*WHAT YOU NEED TO DO*
Count the lines in the data below that contain the word "stone". Reply with only that number.

(Object detection data)
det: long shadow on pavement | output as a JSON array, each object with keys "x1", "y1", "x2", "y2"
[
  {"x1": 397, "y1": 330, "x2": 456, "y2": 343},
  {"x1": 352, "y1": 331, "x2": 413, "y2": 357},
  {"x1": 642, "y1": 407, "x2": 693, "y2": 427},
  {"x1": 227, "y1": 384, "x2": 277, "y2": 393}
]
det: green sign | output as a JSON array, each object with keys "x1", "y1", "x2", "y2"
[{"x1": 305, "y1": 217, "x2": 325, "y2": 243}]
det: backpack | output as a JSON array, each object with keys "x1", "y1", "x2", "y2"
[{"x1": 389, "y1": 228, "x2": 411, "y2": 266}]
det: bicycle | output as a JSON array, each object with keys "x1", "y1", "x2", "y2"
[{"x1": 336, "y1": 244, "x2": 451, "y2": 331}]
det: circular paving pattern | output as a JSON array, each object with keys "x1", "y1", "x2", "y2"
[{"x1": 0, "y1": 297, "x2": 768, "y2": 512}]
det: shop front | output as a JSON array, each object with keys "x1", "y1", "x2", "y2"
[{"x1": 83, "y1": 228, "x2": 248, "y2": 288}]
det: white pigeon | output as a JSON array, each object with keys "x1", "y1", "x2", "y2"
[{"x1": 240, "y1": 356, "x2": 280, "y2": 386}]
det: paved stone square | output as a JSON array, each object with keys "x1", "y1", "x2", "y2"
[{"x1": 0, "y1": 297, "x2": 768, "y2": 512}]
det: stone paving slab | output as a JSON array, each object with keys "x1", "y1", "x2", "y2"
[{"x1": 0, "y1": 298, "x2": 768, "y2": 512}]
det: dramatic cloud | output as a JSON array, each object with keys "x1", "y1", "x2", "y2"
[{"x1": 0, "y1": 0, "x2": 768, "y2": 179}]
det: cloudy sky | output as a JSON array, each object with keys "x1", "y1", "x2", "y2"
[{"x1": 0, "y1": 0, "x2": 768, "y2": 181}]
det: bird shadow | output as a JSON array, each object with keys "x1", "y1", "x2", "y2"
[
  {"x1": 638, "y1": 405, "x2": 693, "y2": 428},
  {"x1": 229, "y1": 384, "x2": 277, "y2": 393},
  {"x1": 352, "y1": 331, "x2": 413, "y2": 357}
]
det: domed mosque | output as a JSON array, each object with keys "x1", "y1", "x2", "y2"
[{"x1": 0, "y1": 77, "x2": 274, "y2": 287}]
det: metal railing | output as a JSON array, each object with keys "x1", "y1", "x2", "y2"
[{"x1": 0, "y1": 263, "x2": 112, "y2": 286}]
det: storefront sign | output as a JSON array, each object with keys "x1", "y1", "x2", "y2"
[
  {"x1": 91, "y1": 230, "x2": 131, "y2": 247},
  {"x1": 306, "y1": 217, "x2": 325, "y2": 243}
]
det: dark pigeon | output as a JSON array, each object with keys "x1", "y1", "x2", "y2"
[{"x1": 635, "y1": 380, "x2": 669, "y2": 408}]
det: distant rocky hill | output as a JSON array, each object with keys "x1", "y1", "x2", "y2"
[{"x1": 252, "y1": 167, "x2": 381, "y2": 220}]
* * *
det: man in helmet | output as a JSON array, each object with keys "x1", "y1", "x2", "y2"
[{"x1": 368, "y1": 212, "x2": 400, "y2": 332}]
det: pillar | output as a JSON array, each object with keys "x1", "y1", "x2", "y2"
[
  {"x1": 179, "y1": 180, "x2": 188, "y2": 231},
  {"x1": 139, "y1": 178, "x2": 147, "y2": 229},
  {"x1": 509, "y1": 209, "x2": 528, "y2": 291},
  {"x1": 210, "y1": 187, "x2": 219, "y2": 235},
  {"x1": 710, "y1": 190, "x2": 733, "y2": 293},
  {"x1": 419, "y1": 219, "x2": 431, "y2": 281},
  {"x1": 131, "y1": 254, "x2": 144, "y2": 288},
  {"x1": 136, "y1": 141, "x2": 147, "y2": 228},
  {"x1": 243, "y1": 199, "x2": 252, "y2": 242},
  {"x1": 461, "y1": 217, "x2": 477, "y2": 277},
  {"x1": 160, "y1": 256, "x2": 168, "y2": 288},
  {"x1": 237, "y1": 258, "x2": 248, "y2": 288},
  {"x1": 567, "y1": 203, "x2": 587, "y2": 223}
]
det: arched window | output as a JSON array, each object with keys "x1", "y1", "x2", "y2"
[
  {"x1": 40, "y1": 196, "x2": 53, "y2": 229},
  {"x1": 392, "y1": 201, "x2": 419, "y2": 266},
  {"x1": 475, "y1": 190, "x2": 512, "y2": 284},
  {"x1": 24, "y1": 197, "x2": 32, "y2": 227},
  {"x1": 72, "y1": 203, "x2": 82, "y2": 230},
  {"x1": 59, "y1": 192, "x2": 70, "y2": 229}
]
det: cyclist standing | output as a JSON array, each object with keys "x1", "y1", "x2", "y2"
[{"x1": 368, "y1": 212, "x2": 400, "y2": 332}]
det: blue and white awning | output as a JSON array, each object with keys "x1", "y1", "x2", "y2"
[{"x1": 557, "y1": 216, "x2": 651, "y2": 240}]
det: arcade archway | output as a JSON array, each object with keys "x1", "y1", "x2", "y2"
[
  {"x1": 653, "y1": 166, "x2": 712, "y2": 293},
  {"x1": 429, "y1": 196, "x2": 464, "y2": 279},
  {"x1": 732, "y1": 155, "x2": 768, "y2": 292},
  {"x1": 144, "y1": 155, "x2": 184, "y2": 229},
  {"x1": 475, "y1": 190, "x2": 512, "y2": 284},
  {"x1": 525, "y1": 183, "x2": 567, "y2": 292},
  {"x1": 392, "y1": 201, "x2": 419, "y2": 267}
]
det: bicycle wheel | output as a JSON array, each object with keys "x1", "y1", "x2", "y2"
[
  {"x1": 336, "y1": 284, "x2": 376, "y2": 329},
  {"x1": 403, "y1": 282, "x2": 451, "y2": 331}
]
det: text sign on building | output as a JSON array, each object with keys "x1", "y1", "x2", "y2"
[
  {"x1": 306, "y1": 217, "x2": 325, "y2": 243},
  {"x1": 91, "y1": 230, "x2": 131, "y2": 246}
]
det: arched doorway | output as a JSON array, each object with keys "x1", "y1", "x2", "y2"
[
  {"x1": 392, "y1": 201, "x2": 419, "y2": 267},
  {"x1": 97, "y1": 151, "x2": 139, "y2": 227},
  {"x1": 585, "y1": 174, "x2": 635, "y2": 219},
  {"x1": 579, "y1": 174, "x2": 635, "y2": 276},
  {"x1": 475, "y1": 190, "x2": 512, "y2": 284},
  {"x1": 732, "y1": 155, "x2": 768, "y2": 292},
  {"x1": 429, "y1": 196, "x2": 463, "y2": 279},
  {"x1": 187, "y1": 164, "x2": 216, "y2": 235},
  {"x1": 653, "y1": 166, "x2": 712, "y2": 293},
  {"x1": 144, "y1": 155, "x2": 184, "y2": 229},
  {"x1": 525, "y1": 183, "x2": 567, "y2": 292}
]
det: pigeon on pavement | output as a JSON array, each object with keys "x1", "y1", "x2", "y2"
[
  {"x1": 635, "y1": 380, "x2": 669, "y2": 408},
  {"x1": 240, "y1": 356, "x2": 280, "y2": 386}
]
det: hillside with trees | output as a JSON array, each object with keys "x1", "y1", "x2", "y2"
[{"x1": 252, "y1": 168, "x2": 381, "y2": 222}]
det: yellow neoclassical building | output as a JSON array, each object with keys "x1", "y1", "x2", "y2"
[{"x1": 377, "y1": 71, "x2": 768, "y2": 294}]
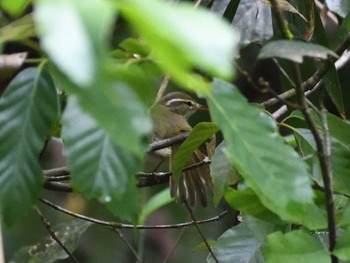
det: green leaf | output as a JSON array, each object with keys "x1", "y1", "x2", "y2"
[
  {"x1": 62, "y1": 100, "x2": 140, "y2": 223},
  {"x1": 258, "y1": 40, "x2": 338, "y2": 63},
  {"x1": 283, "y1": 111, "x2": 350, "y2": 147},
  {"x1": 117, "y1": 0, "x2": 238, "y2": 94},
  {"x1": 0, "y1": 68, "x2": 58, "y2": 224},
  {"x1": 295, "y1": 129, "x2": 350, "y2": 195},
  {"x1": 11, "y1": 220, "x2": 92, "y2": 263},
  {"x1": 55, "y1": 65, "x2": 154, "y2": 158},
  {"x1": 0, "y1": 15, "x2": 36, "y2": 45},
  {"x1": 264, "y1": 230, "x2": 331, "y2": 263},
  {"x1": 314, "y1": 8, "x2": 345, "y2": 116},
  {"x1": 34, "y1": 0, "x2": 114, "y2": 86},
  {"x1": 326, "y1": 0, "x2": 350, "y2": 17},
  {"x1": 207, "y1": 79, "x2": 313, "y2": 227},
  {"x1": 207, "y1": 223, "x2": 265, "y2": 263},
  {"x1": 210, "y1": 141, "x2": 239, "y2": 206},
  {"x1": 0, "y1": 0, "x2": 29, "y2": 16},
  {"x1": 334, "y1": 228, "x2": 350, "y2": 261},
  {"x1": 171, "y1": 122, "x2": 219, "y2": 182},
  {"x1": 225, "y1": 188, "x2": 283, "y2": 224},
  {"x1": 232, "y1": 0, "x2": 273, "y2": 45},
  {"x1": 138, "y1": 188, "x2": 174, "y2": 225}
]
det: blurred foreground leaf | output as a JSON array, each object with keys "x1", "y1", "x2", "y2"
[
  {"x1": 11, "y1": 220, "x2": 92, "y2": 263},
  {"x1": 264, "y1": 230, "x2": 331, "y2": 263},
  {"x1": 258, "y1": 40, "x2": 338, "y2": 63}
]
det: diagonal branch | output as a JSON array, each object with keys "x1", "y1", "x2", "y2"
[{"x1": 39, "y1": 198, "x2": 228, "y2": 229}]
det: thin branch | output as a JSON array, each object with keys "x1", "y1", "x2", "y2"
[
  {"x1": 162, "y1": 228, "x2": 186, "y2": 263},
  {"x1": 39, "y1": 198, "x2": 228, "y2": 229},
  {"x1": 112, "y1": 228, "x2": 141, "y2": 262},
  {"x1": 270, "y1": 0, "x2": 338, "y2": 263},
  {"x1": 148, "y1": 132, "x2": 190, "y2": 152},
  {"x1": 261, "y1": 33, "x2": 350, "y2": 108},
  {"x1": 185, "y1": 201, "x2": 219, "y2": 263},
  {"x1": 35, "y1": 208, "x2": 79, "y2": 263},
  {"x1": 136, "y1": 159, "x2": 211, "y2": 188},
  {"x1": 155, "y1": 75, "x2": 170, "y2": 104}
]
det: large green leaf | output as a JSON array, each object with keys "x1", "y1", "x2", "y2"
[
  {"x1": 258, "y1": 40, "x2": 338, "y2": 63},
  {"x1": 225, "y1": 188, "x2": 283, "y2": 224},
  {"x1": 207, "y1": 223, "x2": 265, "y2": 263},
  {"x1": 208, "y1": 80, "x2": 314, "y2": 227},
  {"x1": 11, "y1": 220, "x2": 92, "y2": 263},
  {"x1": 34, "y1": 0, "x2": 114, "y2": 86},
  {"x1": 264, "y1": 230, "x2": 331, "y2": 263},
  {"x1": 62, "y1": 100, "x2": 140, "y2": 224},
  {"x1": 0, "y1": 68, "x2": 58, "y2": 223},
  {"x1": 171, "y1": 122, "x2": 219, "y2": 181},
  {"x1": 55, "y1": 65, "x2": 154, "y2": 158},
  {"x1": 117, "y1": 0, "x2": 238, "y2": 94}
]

*SOLUTION TO THE PROBLEM*
2